PASSAGE SHOWN:
Bartoli's recent ill advised Norma CD........

Well beyond her vocal abilities, listen to the out of control vibrato, modulation, strain in her voice in the "fine al rito" after Casta Diva......


----------



## Tietjens Stolz (Jun 2, 2015)

DarkAngel said:


> Bartoli's recent ill advised Norma CD........
> 
> Well beyond her vocal abilities, listen to the out of control vibrato, modulation, strain in her voice in the "fine al rito" after Casta Diva......


She shouldn't even think about singing the role in the first place. In her voice Norma ends up as Norminetta.


----------



## Woodduck (Mar 17, 2014)

^^^She also needs advice about cover graphics. Sheesh!


----------



## BalalaikaBoy (Sep 25, 2014)

MAS said:


> Waltraud Meier as Eboli in Don Carlos at the Chatelet. She didn't do well in either the Veil Song, nor "O don fatale"
> 
> 
> 
> ...


I thought she sounded excellent

@OT
1) Joan Sutherland as Rosina. the sound is beautiful, but the sound is so dramatic and formidable. she sounds more like a 





2) Martina Arroyo as Lady Macbeth. such a bright, personable voice coming from a woman with a warm, motherly personality. lady macbeth is an icy, political bitch. it simply doesn't work


----------



## Tsaraslondon (Nov 7, 2013)

STORED ROWS:
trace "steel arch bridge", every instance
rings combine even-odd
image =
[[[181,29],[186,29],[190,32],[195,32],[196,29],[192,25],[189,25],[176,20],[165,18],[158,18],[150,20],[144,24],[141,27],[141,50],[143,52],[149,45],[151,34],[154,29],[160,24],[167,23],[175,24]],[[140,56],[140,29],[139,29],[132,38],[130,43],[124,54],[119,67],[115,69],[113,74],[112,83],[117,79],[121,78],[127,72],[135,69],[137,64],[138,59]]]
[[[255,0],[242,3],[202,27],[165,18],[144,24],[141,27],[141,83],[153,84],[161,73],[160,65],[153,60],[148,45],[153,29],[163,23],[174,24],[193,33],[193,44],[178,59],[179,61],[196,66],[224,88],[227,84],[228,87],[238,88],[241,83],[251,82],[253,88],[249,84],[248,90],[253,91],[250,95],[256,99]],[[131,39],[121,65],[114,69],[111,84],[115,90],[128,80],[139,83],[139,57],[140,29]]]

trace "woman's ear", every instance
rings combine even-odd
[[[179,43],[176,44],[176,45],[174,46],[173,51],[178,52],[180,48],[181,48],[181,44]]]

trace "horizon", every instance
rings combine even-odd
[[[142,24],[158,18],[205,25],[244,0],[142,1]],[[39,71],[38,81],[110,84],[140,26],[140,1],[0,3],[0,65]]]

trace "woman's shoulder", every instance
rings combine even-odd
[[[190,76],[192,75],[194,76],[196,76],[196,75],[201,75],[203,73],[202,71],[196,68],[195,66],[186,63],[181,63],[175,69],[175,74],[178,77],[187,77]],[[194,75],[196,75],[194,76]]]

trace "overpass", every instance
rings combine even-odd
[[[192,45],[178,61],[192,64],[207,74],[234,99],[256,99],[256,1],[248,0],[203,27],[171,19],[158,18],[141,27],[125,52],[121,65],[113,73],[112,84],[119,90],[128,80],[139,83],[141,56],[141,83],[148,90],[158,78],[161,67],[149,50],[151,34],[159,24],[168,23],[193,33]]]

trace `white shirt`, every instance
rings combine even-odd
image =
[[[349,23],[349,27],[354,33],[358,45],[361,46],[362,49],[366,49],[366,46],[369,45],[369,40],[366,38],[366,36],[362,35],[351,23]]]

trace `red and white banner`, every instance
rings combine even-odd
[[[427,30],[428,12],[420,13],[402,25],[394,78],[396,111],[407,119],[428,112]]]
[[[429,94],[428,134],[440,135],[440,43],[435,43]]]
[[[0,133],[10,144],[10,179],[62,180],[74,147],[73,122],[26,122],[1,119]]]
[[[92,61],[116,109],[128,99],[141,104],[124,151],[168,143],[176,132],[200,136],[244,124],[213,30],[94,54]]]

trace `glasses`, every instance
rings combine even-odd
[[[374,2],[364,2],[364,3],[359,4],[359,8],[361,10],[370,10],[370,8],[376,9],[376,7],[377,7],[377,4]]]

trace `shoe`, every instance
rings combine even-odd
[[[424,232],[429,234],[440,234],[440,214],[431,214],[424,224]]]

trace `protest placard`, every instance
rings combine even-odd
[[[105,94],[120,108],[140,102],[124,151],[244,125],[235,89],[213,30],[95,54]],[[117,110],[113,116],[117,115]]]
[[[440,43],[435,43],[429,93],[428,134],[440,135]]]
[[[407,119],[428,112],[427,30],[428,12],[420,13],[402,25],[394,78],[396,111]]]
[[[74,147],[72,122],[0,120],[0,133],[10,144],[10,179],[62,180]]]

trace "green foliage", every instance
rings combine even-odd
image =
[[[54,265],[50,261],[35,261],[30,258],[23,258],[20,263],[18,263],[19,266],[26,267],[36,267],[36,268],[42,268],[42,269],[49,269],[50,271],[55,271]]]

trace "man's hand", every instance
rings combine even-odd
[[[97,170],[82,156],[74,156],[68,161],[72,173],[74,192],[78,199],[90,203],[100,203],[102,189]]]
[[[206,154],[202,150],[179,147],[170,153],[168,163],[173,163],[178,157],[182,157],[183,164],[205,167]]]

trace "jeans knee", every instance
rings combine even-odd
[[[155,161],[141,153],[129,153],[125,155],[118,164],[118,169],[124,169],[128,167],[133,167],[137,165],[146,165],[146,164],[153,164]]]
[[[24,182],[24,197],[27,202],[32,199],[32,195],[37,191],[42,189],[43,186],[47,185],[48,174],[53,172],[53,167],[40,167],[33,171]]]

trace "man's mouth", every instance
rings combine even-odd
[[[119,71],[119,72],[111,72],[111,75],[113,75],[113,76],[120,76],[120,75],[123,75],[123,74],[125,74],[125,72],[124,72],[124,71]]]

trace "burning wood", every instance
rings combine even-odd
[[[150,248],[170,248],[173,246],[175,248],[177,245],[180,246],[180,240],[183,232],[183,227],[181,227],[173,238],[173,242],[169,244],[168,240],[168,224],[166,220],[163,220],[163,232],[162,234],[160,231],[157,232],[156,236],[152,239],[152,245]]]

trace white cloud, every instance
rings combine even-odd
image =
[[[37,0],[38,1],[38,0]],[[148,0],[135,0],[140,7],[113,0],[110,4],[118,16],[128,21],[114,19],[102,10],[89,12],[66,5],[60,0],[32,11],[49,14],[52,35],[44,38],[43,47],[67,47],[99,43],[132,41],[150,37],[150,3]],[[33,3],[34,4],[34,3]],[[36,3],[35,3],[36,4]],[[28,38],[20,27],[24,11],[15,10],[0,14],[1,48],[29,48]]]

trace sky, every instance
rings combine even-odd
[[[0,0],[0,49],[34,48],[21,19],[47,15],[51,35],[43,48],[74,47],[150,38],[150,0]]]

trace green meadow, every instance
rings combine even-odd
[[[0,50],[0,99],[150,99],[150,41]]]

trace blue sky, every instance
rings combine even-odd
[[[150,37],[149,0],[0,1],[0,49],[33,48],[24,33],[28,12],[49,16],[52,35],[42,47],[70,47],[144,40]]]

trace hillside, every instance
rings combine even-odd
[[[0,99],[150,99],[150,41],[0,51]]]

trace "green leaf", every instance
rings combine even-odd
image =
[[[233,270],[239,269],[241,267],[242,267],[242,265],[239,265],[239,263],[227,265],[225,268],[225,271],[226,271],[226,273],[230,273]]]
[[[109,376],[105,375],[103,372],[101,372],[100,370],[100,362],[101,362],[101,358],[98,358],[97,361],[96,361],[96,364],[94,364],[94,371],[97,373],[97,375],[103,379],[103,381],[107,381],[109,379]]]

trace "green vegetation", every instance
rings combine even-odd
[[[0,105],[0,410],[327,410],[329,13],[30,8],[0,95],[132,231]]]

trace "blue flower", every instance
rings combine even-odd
...
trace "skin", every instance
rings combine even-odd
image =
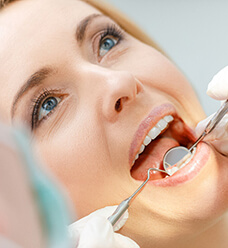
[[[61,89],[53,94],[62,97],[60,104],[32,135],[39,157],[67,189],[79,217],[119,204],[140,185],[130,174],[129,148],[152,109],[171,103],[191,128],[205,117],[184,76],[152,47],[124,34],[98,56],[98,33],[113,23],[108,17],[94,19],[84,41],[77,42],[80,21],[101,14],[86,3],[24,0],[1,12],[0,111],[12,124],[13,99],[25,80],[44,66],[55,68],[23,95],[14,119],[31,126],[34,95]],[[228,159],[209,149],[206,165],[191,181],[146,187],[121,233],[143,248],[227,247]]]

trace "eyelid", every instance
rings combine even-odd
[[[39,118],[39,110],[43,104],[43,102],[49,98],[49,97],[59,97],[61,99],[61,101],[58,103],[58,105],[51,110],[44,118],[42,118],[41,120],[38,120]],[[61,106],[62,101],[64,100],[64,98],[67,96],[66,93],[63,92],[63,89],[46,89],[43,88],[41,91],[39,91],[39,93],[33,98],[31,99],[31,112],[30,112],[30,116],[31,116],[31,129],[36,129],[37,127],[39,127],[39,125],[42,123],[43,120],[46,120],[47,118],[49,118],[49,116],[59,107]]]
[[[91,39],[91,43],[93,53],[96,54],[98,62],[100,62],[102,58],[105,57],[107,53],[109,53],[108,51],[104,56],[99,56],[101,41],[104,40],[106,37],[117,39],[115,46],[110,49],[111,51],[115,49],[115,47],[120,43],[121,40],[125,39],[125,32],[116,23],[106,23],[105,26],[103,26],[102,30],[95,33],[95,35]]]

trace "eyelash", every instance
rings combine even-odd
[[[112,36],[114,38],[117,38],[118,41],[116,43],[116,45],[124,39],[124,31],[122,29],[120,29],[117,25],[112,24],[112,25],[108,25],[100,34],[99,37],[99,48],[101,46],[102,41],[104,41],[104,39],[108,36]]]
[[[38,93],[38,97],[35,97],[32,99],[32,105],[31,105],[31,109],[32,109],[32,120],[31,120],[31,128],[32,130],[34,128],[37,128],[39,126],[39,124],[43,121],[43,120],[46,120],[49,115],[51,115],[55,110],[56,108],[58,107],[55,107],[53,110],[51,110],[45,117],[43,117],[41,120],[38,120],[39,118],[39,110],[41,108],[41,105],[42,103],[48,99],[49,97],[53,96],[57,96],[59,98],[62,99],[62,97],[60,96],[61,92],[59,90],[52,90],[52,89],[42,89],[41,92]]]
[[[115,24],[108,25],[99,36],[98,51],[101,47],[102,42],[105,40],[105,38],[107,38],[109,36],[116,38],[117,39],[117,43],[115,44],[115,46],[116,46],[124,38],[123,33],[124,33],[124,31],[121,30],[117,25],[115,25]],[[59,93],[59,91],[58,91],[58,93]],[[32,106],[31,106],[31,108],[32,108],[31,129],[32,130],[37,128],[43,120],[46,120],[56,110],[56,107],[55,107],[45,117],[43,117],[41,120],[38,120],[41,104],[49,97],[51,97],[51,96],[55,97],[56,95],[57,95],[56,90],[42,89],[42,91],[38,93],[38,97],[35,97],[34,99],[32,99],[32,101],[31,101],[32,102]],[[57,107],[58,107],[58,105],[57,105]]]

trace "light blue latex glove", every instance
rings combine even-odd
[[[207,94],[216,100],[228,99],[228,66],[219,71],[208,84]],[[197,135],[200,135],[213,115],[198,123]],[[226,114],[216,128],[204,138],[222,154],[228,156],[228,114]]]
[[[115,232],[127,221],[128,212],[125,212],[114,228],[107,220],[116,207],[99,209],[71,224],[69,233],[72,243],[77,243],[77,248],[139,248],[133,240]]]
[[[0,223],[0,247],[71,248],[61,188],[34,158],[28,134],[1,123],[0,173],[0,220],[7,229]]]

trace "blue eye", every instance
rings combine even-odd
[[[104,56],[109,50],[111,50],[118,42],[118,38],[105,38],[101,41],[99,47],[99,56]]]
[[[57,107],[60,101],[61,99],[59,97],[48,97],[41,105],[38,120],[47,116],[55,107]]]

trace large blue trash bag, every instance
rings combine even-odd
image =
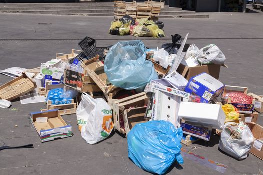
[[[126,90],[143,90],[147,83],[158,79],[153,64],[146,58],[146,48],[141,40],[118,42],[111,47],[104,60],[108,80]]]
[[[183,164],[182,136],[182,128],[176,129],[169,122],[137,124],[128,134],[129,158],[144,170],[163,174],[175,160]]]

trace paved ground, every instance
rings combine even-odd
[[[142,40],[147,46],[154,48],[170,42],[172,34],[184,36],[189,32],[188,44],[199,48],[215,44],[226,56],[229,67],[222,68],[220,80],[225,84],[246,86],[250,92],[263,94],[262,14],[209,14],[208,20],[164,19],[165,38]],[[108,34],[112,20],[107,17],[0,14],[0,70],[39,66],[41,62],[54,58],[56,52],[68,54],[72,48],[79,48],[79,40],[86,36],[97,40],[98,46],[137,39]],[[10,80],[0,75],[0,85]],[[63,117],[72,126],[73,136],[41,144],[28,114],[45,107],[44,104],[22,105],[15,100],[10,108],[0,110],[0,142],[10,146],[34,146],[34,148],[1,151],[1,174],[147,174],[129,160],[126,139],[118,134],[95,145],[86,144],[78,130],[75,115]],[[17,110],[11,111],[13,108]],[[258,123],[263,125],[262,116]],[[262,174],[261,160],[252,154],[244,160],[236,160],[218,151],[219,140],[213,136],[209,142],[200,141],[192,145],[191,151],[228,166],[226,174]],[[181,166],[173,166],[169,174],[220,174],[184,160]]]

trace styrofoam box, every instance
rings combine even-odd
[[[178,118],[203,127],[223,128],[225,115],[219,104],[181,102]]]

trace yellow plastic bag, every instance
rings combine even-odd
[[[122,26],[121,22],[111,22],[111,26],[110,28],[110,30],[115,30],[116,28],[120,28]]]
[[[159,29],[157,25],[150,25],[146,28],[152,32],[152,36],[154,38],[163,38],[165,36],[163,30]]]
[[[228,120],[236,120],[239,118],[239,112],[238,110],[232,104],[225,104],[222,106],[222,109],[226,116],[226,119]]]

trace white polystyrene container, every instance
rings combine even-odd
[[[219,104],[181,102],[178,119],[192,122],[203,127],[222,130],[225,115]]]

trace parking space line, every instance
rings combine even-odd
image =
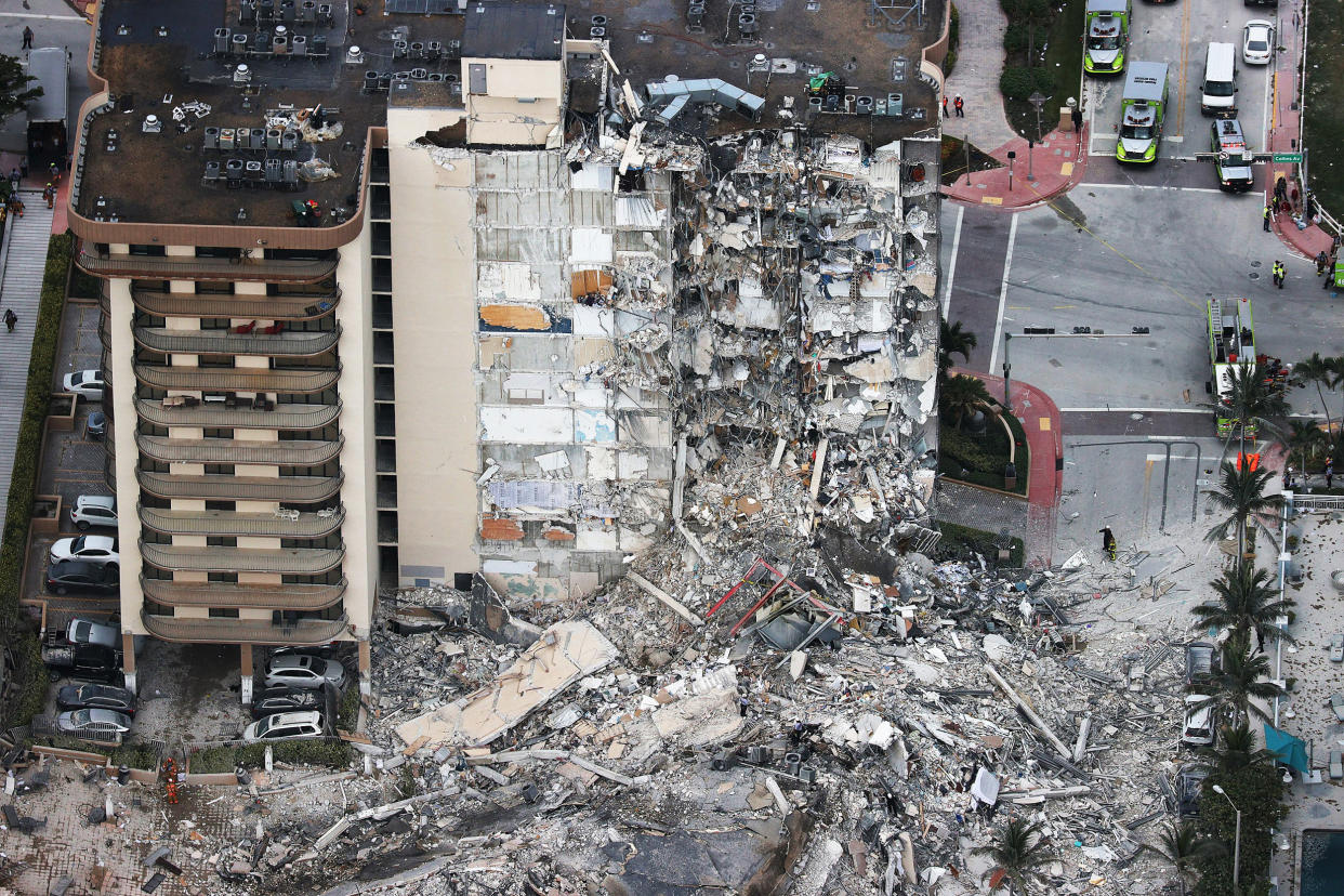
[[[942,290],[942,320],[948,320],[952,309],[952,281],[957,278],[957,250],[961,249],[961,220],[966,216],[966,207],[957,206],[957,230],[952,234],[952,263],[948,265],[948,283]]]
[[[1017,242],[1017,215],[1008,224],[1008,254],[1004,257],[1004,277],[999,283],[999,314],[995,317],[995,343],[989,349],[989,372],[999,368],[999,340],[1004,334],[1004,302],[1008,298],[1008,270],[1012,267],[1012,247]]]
---
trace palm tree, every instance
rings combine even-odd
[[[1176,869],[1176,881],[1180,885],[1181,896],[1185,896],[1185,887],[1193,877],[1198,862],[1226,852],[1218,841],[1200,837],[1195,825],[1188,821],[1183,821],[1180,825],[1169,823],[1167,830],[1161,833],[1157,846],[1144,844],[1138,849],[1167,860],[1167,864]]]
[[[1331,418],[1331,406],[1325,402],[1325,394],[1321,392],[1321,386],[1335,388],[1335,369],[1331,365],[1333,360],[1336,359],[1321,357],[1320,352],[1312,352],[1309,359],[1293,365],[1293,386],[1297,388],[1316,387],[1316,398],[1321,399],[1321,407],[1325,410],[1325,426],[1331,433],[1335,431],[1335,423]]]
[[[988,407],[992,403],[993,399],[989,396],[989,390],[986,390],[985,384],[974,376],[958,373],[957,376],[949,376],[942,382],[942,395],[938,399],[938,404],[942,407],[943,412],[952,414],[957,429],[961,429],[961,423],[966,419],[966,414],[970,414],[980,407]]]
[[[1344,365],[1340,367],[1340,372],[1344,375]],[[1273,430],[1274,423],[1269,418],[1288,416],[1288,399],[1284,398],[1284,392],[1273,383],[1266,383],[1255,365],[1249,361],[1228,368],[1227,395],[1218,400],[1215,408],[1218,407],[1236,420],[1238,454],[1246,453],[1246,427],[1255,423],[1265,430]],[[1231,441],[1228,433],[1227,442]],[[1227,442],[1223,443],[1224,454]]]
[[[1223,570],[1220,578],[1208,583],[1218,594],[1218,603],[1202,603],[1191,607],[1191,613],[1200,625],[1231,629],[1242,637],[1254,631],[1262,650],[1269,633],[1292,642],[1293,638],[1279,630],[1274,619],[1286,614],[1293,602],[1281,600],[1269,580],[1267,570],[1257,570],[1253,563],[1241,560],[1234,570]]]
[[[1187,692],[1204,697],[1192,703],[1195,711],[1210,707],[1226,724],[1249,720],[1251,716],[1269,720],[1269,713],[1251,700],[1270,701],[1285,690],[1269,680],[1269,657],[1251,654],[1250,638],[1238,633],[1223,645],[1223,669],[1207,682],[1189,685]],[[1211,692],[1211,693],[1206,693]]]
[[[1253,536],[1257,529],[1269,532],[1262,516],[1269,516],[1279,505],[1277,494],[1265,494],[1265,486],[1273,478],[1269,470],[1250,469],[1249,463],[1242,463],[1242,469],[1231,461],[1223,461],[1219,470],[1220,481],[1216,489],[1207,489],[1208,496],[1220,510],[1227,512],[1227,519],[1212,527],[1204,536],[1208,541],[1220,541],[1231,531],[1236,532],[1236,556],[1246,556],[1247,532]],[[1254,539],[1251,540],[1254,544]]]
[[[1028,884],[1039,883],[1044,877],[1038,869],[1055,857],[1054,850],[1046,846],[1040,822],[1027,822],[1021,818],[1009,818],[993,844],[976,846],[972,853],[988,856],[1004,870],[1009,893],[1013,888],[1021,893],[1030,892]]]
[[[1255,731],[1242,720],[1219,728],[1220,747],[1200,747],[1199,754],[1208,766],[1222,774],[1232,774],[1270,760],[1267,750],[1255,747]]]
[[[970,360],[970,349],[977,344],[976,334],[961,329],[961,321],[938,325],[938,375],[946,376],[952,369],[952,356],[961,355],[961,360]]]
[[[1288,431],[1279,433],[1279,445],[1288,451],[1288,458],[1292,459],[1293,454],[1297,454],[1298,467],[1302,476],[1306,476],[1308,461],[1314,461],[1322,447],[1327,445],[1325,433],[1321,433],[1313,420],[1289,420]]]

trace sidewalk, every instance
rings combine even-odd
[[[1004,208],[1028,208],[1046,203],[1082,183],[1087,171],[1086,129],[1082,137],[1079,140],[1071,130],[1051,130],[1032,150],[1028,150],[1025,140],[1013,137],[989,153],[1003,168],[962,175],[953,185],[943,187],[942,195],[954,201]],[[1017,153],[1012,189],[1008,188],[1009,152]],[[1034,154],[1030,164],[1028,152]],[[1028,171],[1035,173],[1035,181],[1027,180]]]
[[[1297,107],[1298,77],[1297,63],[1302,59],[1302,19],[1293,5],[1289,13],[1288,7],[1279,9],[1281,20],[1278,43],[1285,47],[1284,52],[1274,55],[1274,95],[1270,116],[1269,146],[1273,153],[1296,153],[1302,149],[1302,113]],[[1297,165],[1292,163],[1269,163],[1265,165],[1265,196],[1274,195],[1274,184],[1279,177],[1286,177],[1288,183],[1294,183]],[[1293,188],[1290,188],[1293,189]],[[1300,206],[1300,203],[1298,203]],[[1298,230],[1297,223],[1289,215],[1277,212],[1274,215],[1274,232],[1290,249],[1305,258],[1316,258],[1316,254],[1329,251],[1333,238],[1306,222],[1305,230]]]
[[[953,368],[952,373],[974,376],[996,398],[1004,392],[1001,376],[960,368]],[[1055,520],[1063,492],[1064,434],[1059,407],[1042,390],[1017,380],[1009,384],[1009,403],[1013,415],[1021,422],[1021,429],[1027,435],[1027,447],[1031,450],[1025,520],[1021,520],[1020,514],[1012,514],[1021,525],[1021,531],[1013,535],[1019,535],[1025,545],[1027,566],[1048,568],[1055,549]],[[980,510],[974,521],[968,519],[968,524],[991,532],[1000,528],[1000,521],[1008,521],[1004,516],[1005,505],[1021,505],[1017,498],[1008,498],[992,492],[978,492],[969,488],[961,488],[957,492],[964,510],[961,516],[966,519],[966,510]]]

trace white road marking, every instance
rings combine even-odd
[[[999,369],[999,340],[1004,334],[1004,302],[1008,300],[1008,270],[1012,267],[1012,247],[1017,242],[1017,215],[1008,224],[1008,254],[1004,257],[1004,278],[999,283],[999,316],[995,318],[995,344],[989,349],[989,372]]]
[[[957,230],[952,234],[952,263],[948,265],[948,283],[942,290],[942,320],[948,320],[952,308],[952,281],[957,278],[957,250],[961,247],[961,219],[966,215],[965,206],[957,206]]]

THE TASK:
In the opera forum thread above, copy out the stretch from "She shouldn't even" through "cover graphics. Sheesh!" word for word.

SOLUTION FOR THIS PROBLEM:
She shouldn't even think about singing the role in the first place. In her voice Norma ends up as Norminetta.


----------



## Woodduck (Mar 17, 2014)

^^^She also needs advice about cover graphics. Sheesh!